[Listed entries — start]

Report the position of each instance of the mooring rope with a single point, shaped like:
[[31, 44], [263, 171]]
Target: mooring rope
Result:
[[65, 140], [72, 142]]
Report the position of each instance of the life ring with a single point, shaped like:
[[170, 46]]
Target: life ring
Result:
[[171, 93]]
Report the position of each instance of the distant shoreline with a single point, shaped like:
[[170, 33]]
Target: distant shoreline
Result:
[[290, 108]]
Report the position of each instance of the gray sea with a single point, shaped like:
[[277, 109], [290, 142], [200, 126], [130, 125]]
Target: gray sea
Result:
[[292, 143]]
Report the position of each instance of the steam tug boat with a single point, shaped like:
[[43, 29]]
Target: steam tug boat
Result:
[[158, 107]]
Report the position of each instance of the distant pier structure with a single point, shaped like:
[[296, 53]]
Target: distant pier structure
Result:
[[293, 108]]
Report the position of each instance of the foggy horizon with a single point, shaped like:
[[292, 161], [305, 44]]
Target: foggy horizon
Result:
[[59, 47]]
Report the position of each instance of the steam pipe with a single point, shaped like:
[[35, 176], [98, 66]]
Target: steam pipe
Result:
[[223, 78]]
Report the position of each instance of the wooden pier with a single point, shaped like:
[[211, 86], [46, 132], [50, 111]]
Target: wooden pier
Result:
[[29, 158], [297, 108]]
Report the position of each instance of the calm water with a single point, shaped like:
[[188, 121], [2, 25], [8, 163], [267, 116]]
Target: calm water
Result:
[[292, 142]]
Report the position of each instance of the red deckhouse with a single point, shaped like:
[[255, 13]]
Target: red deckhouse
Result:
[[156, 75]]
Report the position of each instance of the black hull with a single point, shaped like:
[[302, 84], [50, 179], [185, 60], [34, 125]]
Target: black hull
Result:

[Listed entries — finish]

- Exercise requirements
Find the word "structure" in the data and show each line that holds it.

- Response
Report the position of each instance of the distant pier structure with a single point, shaped like:
Target: distant pier structure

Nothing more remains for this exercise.